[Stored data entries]
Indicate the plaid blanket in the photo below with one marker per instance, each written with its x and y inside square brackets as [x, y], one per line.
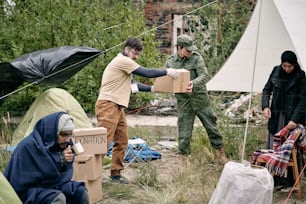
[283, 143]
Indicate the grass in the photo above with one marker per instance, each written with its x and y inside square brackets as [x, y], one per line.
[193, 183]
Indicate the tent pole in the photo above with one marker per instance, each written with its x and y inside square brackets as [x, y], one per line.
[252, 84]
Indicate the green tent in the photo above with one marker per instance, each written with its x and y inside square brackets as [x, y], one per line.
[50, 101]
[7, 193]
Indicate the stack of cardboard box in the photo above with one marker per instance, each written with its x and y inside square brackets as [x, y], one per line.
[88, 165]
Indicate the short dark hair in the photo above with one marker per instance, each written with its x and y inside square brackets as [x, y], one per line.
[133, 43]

* * *

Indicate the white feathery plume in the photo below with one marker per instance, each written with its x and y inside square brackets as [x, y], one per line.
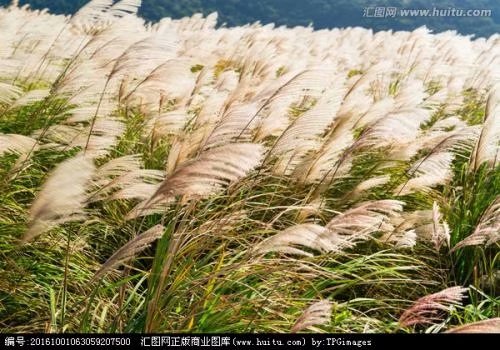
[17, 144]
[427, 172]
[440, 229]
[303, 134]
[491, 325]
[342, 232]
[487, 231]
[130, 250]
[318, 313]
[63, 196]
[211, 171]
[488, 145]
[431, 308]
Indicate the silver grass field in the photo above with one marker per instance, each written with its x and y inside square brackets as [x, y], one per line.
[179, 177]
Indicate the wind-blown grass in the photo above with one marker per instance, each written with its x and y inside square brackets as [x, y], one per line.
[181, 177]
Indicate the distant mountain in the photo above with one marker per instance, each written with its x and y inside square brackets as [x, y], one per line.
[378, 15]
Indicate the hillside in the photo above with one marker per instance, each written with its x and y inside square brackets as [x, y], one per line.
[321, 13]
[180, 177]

---

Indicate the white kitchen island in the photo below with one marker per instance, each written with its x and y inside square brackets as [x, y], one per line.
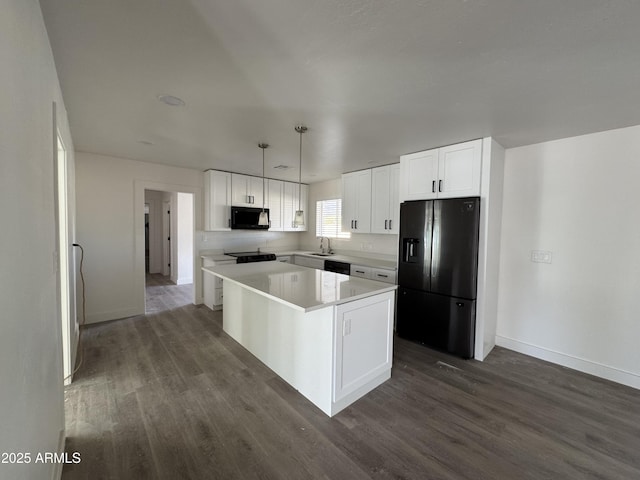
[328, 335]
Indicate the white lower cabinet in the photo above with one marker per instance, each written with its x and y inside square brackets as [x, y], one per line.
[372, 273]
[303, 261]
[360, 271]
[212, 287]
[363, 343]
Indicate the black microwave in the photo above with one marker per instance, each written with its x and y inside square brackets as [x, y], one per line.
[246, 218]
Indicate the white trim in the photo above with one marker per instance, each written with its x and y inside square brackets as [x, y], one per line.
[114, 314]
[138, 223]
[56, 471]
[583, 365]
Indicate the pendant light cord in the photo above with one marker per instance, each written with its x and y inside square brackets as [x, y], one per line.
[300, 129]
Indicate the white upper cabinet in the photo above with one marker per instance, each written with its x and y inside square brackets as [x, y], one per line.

◆ **YOUR OBJECTIVE**
Look above for the line holding "Indicate the white lower". Print it and every line after it, exactly, through the line holding "Indicate the white upper".

◆ **SOLUTION**
Indicate the white lower cabinet in the photo above with one marker per instance, each written with its x and y inside square brackets as [x, y], one per line.
[372, 273]
[303, 261]
[360, 271]
[212, 287]
[363, 343]
Indicate the black microwave in the photo above with one marker per instance, each written with its x and y inside square brackets as [x, y], one per line.
[246, 218]
Indicate the white trim in the photo above with one marker per instance, each written with its x and y inside square brackets as [x, y], one per line.
[114, 314]
[138, 223]
[56, 471]
[583, 365]
Indicate the pendant light cord in the photo above with one marker per instance, each written with its x and y inside square brackets as [x, y], one per line.
[300, 129]
Indicate the white upper cabinet in the photo above with one marker per instance, each written with its x and y inside square brackets as [x, y], one per line.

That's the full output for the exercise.